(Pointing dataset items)
####
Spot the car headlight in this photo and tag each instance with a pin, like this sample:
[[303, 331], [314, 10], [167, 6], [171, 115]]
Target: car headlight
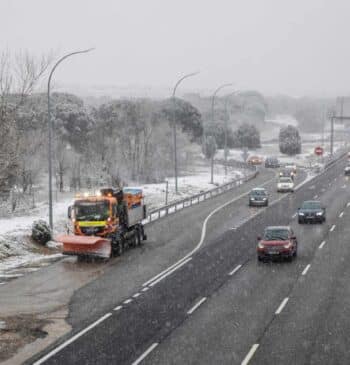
[[287, 245]]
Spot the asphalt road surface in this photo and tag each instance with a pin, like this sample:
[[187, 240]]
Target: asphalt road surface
[[219, 305]]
####
Recast everything from the line containing "Spot the asphalt" down to the end of the items as a numbered list, omitting blank lines.

1. Spot the asphalt road surface in this photo and tag each instance with a pin, like this sample:
2. [[187, 240]]
3. Target: asphalt road surface
4. [[219, 305]]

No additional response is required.